### Text section
[Start of Attachment]
Joint replacement to cost $5 billion by 2030: study
Knee and hip replacements for osteoarthritis are expected to rise by up to 276 per cent by 2030, costing Australia’s health care system over $5 billion, according to new research.
A new study has found that obesity and an ageing population will be the main drivers of growth in joint replacement surgeries for osteoarthritis (OA), with people aged over 40 more likely to undergo surgery.
The 2030 projections are based on data obtained through the Australian Orthopaedic Association National Joint Replacement Registry (AOANJRR) which includes joint replacement procedures performed across Australia from 2003 to 2013.
The study, published today in BMC Musculoskeletal Disorders, found:
- Knee-replacement procedures for OA were forecast to increase by 276 per cent (from 42,920 procedures in 2013 to 161,231 in 2030)
- Hip replacement procedures for OA were predicted to rise by 208 per cent (from 25,945 procedures in 2013 to 79,795 in 2030)
- The proportion of Australian adults who are overweight or obese is anticipated to exceed 70 per cent by 2030, resulting in an extra 25,000 knee replacement surgeries, costing an additional $521 million
- Reducing obesity levels in Australia by 5 per cent could result in up to 8,062 fewer procedures – saving $170 million
Hip and knee replacements remain cost-effective operations for patients with end stage arthritis and numerous studies have demonstrated decreased pain, improved function and better quality of life following joint replacement.
But study author, Associate Professor Ilana Ackerman, from Monash University’s School of Public Health and Preventive Medicine, said the study raised concerns about Australia’s capacity to meet future national demand for joint replacement surgery.
“If surgery trends for osteoarthritis continue, Australia faces significant healthcare budget and health workforce implications,” Associate Professor Ackerman said.
“These results provide a strong policy and public health argument for supporting weight-loss campaigns and interventions. Strategies to reduce national obesity could produce important knee replacement-savings.”
Co-author and AOANJRR Deputy Director Richard de Steiger said meeting the large growth in surgical demand will also prove challenging for Australia due to pressures on the surgical workforce and health budgets.
“Careful planning is needed to manage the impact of the expected rise in hip and knee replacements on the surgical workforce, operating theatre wait-times, and the pressure on hospital administration,” said University of Melbourne Professor de Steiger, who is based at Epworth Healthcare, Richmond.
“Maintaining patient access to these procedures to enable improved quality of life and reduced pain is essential.”
The study was conducted to raise awareness of the problem and to inform future healthcare resource planning policies.
Associate Professor Ackerman said: “In order to meet joint replacement demand in 2030 and beyond, investment in prevention programs designed to limit obesity and other causes associated with hip and knee burden in Australia demands serious consideration.”
[End of Attachment]
### About this task
In the article on joint replacement costs, by what percentage are hip replacement procedures for osteoarthritis predicted to rise by 2030?

### Descriptions of regions in natural language
[Start of Attachment]
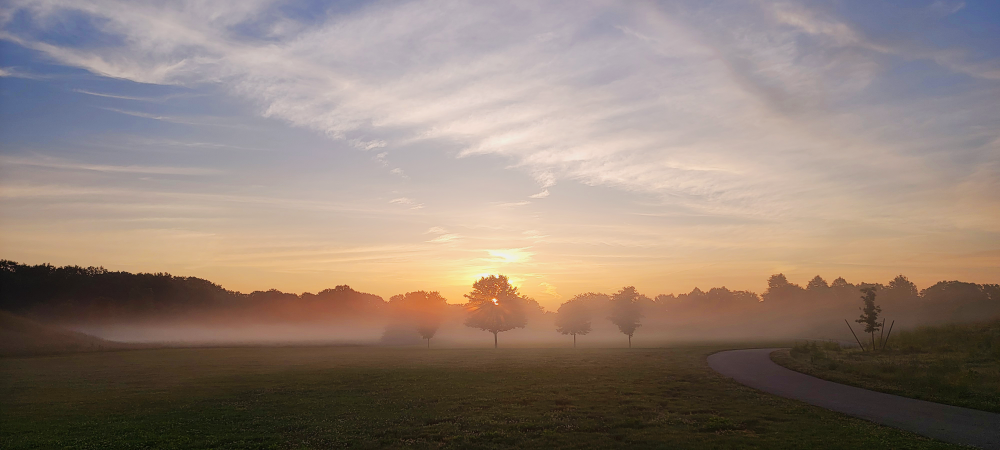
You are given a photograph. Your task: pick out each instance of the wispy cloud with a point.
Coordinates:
(407, 202)
(54, 163)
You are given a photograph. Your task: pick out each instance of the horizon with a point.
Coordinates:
(413, 145)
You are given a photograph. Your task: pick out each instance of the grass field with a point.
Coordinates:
(359, 397)
(954, 364)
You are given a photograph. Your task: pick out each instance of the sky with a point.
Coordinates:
(572, 145)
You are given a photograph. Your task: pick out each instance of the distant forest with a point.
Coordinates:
(74, 295)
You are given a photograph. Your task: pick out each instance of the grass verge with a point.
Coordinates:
(954, 364)
(414, 398)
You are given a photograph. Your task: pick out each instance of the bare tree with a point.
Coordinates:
(495, 306)
(626, 312)
(869, 313)
(573, 317)
(421, 309)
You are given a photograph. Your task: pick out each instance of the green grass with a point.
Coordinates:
(323, 397)
(954, 364)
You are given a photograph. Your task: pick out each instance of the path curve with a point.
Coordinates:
(754, 368)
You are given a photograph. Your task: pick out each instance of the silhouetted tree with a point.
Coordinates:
(495, 306)
(626, 312)
(424, 310)
(817, 284)
(780, 291)
(573, 318)
(869, 313)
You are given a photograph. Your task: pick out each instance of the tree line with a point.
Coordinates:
(77, 294)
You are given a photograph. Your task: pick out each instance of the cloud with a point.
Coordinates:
(741, 109)
(445, 238)
(406, 202)
(55, 163)
(13, 72)
(510, 255)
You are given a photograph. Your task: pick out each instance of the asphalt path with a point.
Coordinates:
(754, 368)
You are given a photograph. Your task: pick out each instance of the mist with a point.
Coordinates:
(165, 309)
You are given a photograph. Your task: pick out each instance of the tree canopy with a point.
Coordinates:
(495, 305)
(626, 311)
(421, 309)
(573, 317)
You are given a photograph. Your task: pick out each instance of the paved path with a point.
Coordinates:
(953, 424)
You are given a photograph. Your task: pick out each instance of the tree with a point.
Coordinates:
(421, 309)
(625, 311)
(573, 317)
(869, 313)
(780, 291)
(817, 283)
(495, 306)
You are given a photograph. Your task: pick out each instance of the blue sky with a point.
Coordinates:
(575, 146)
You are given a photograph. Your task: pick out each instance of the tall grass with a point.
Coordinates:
(954, 364)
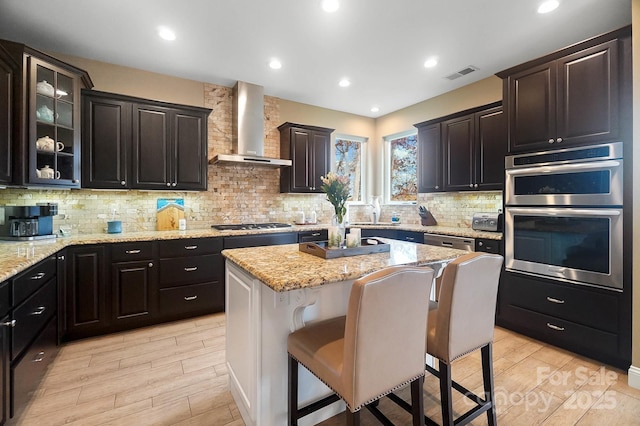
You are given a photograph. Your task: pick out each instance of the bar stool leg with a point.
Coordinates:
(487, 377)
(293, 392)
(445, 393)
(417, 402)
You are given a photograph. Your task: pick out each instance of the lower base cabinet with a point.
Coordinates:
(119, 286)
(577, 318)
(28, 371)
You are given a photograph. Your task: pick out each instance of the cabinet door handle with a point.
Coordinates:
(11, 323)
(39, 310)
(555, 327)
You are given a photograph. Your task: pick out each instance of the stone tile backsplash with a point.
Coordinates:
(236, 193)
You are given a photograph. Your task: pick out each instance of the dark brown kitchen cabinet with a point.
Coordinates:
(191, 278)
(7, 67)
(463, 151)
(46, 116)
(474, 147)
(141, 144)
(33, 331)
(309, 148)
(429, 158)
(86, 308)
(568, 98)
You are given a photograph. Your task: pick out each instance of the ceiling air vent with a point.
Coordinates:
(462, 72)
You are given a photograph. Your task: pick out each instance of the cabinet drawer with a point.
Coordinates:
(190, 270)
(5, 301)
(32, 316)
(132, 251)
(592, 308)
(207, 297)
(32, 279)
(566, 334)
(27, 373)
(189, 247)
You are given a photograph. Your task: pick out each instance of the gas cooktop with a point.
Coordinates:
(240, 226)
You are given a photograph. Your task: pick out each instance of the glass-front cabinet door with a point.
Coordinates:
(54, 132)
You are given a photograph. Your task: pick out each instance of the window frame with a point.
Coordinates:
(387, 167)
(363, 162)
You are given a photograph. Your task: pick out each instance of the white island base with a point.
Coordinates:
(257, 325)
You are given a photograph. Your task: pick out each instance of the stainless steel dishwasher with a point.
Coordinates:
(462, 243)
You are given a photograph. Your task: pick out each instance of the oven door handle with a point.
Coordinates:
(565, 211)
(564, 168)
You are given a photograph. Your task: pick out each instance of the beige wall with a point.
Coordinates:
(134, 82)
(635, 358)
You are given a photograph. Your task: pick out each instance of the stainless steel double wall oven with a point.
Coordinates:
(563, 214)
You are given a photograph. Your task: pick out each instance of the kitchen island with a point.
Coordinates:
(272, 291)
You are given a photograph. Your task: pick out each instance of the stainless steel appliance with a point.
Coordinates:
(563, 215)
(27, 222)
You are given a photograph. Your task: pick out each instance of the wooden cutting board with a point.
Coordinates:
(169, 213)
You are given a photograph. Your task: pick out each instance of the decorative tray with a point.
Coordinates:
(367, 246)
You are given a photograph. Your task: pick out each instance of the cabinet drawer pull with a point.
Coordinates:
(555, 327)
(39, 310)
(11, 323)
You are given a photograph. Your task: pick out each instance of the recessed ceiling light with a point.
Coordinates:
(431, 62)
(330, 5)
(166, 33)
(275, 64)
(548, 6)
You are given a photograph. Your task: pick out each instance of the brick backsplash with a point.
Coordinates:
(236, 193)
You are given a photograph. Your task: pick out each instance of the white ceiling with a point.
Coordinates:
(380, 45)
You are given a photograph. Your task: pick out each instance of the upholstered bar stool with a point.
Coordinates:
(461, 322)
(376, 348)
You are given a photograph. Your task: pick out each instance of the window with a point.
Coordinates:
(401, 166)
(348, 159)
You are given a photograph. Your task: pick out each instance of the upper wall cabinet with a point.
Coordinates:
(7, 69)
(141, 144)
(46, 118)
(572, 97)
(309, 148)
(463, 151)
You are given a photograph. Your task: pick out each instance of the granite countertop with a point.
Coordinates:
(285, 268)
(18, 256)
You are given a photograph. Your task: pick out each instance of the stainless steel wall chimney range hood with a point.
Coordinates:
(248, 128)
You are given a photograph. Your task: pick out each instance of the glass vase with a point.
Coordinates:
(336, 233)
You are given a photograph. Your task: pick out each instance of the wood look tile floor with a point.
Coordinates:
(175, 374)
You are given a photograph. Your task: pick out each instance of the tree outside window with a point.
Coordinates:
(403, 176)
(348, 159)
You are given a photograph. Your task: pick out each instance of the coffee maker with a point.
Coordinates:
(20, 223)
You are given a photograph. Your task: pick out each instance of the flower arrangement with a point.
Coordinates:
(337, 189)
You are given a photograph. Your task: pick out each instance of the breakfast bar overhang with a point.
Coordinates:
(272, 291)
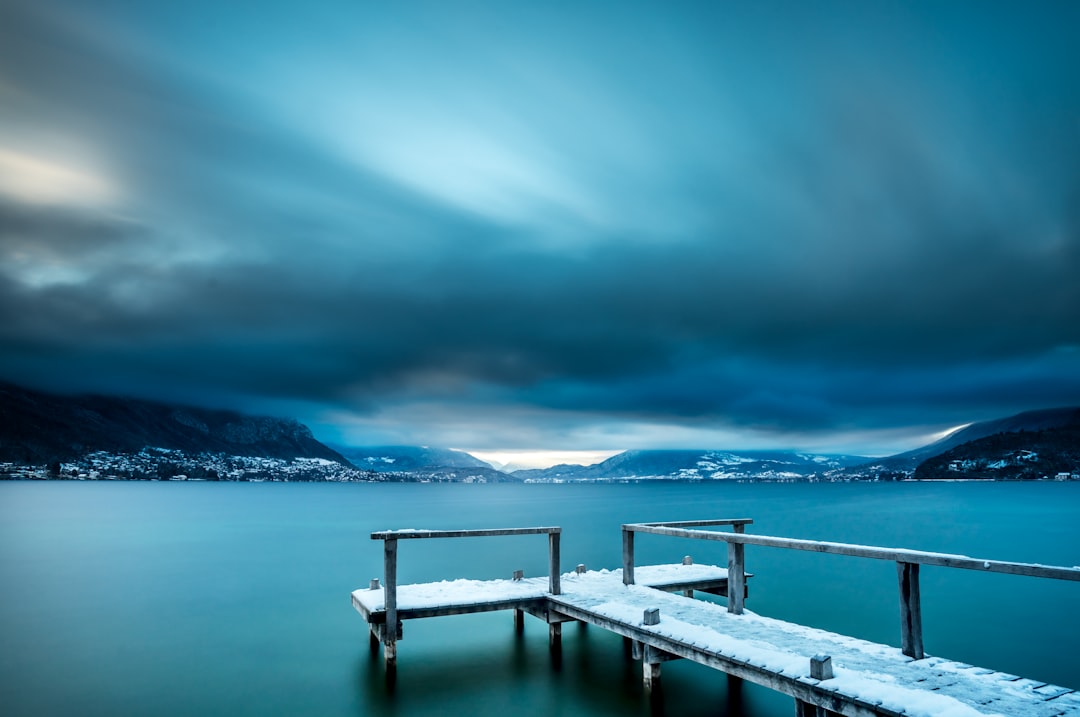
[End of Attachment]
### Exercise result
By 208 percent, from 25,945 procedures in 2013 to 79,795 in 2030.